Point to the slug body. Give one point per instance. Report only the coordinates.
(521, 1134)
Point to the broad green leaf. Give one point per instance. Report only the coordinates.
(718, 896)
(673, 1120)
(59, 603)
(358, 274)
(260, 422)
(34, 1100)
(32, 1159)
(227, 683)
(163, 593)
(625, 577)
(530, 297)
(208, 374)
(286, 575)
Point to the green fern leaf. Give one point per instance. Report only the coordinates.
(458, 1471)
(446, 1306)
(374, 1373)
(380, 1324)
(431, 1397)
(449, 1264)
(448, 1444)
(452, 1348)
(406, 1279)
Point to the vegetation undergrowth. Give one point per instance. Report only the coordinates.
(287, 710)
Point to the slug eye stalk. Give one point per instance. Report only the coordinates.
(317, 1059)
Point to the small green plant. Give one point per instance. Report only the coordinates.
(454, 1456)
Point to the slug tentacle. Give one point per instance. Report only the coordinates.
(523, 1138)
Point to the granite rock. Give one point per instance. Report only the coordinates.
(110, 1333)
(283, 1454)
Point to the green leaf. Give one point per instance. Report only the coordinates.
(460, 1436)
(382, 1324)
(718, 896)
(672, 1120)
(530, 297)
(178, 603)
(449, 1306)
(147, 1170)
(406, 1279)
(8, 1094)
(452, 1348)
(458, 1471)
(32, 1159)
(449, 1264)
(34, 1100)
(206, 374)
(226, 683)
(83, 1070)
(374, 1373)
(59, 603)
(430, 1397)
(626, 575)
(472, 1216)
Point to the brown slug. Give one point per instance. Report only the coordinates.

* **WHAT YOU SHOULD DO**: Copy out the full listing above. Keep every word as it is.

* **RESPONSE TO THIS TASK**:
Point to the slug body. Give one point per instance. Report only the coordinates.
(521, 1134)
Point to the broad green leaf. Give one point per instance. Report only the coordinates.
(718, 896)
(673, 1120)
(59, 603)
(358, 274)
(260, 422)
(34, 1100)
(32, 1159)
(227, 683)
(163, 593)
(625, 577)
(530, 297)
(208, 374)
(286, 575)
Point to the green fern leaf. Give one point per instance. Report only the coordinates.
(458, 1471)
(446, 1306)
(374, 1373)
(380, 1324)
(431, 1397)
(449, 1264)
(448, 1444)
(452, 1348)
(406, 1279)
Point to the vegetation undergrowth. Give one point per instance. Report only the coordinates.
(287, 710)
Point to the slug eye stalk. Give one point per instance. Report only the coordinates.
(317, 1059)
Point to the small green plant. Give one point per instance. Report only the coordinates.
(454, 1456)
Point to the slug tentacle. Give one point per instance. Report only the coordinates.
(523, 1138)
Point to the granite rock. Give one point per instance. Report only the coordinates.
(110, 1333)
(283, 1454)
Point to the green leaf. Give one point per instance. Report only the coordinates.
(460, 1436)
(382, 1324)
(718, 896)
(672, 1120)
(530, 297)
(178, 603)
(449, 1306)
(147, 1170)
(406, 1279)
(8, 1094)
(452, 1348)
(458, 1471)
(32, 1159)
(449, 1264)
(34, 1100)
(206, 374)
(226, 683)
(83, 1070)
(374, 1373)
(59, 603)
(430, 1397)
(626, 575)
(472, 1216)
Point to the brown slug. Give one point per instance. Report only the coordinates.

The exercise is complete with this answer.